▶ **WRITTEN TASK**:
Please render the data as a numbered list, starting at the line that contains "Challenge round — find the distant motorcycle" and ending at the line that contains "[0,44,200,79]", with both of those lines included and blank lines left out. List only those lines.

▶ **MATERIAL FOR THIS TASK**:
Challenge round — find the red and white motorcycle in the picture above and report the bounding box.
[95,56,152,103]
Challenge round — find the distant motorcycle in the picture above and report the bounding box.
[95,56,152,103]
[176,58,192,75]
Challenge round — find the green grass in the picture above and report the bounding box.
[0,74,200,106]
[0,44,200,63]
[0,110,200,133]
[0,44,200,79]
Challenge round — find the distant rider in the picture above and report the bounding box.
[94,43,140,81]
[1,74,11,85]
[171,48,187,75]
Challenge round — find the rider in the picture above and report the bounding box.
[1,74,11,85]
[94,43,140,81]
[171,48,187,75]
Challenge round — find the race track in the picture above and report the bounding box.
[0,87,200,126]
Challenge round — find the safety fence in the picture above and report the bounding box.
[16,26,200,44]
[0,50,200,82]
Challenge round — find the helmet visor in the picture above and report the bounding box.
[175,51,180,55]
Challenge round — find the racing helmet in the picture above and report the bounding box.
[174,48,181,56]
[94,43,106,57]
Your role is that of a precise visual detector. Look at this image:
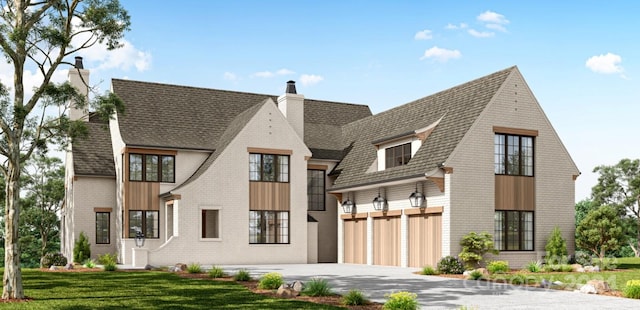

▶ **SOLUTION TO THIS TASK**:
1. Challenge round — find the distant motorcycle in the picture above and report the bounding box.
2. [95,56,152,103]
3. [176,58,192,75]
4. Challenge round — find the green grass in the picture above and report the bounding box.
5. [0,74,200,106]
6. [0,44,200,63]
7. [0,110,200,133]
8. [0,44,200,79]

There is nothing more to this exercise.